**Work to do:**
- A) Please reproduce everything in the Krill issue thread from "Franck Bodmer reported" down to "you confirm this?".
- B) Answer these questions using the Krill issue thread.
(i) Who reported that the queries yield no results?
(ii) Under which license is the project released?
(iii) According to Akron, in what situation does the problem occur?
- C) Translate this sentence from the Krill issue thread into German: "The problem occurs when the rewrite results in SpanOr([])."

KorAP / Krill

:mag: A Corpus Data Retrieval Index using Lucene for Look-Ups
BSD 2-Clause "Simplified" License
16 stars 3 forks source link

MultipleSpanDistanceQuery with Wildcards Bug #33

Closed margaretha closed 7 years ago

margaretha commented 7 years ago

Franck Bodmer reported that the following queries do not yield any results:

Akron commented 7 years ago

Should be fixed in https://github.com/KorAP/Krill/commit/291baad8872b4335cd483fdb501ba3b211e41c99 - @margaretha can you confirm this?

margaretha commented 7 years ago

meine? /+w1:2,s0 &Erfahrung meine+ /+w1:2,s0 &Erfahrung still do not work. See https://github.com/KorAP/Krill/blob/wildcards/src/test/java/de/ids_mannheim/korap/index/TestSampleIndex.java

Akron commented 7 years ago

Thank you! This seems to be a completely different bug. I added non-index tests in https://github.com/KorAP/Krill/commit/d273e1c7b30454b1290587fa47b50db307daa27a . The problem occurs when the rewrite results in SpanOr([]). Some queries seem to have problems with this situation. I made a fix for classes, but there is at least a problem with SpanMultiDistanceQuery left. It may be fixable in SimpleSpanQuery though.

**Given entries:**
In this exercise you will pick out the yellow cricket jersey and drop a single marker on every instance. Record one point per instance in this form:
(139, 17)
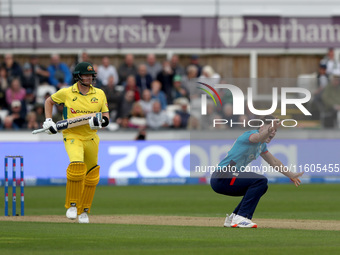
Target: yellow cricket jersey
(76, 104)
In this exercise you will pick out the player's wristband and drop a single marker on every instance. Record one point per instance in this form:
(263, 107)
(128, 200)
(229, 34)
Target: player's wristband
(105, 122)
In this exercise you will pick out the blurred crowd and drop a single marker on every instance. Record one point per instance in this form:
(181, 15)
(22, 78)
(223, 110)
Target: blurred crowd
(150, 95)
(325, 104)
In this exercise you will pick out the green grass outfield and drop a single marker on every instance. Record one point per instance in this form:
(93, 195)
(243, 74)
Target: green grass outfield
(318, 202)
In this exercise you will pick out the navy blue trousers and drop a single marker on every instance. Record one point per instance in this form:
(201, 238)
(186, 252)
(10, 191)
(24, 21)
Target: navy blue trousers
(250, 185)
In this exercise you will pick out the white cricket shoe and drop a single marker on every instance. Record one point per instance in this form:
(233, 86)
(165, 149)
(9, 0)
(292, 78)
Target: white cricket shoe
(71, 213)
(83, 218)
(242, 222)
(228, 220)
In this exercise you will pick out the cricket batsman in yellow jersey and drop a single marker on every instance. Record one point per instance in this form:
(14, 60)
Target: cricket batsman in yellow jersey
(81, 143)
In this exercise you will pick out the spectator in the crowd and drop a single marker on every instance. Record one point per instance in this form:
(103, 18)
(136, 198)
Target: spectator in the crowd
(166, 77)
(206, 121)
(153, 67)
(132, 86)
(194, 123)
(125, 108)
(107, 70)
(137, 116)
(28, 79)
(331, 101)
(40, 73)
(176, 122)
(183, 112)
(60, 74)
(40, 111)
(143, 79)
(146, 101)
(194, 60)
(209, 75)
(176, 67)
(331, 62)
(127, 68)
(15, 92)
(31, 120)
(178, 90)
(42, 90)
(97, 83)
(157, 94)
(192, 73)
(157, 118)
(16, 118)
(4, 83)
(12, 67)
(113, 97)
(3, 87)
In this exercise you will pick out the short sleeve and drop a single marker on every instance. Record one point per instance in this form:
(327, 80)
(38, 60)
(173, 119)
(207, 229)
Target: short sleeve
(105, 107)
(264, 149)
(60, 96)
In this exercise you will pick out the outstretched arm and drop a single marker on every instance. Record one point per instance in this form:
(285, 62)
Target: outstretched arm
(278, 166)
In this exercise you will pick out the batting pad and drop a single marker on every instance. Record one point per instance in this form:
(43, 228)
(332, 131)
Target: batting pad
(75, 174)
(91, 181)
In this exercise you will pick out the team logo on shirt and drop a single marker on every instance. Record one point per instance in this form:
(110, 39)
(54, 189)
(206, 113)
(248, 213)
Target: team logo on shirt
--
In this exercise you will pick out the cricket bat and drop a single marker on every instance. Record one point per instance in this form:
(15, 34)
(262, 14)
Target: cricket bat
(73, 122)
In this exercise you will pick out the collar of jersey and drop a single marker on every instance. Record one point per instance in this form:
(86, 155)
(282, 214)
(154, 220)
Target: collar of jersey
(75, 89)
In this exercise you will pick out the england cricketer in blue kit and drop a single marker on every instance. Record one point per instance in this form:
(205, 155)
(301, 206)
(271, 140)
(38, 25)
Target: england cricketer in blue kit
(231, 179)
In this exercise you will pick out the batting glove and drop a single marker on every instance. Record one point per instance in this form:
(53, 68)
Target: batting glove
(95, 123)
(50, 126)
--
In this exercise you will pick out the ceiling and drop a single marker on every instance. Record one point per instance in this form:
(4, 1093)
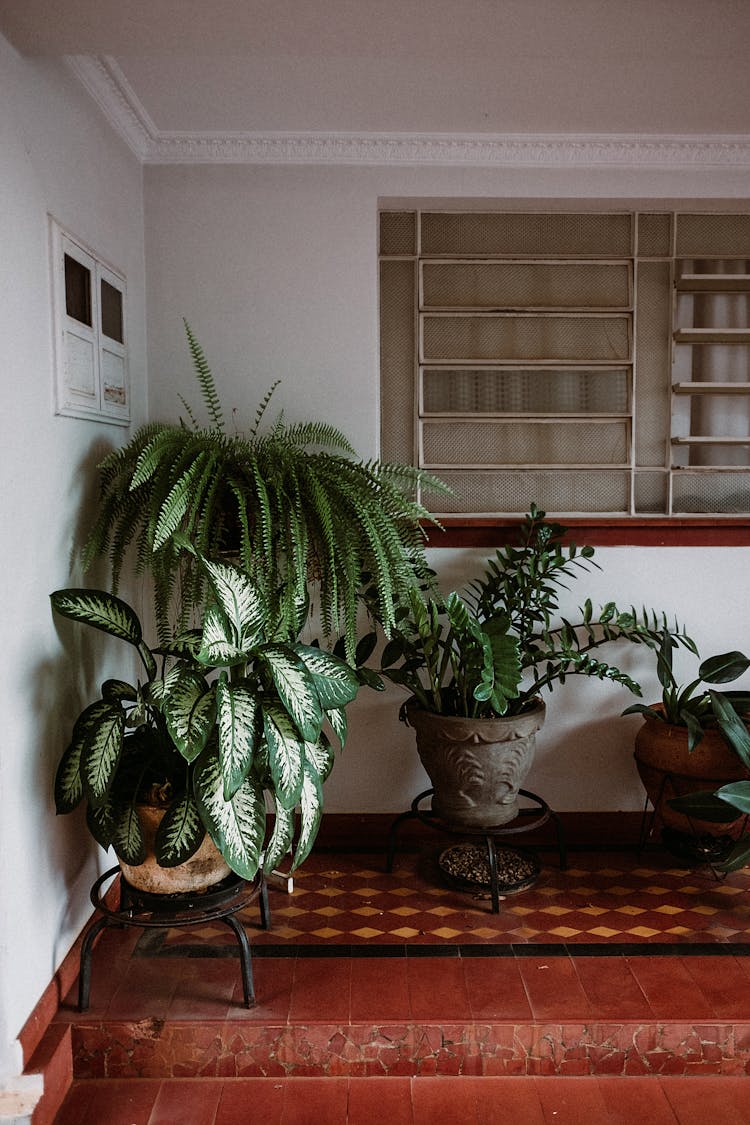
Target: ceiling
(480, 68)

**Set of answers:**
- A)
Franck Bodmer reported that the following queries do not yield any results:

Akron commented 7 years ago

Should be fixed in https://github.com/KorAP/Krill/commit/291baad8872b4335cd483fdb501ba3b211e41c99 - @margaretha can you confirm this?

- B)
(i) Franck Bodmer
(ii) BSD 2-Clause "Simplified" License
(iii) When the rewrite results in SpanOr([])

- C) Das Problem tritt auf, wenn das Umschreiben SpanOr([]) ergibt.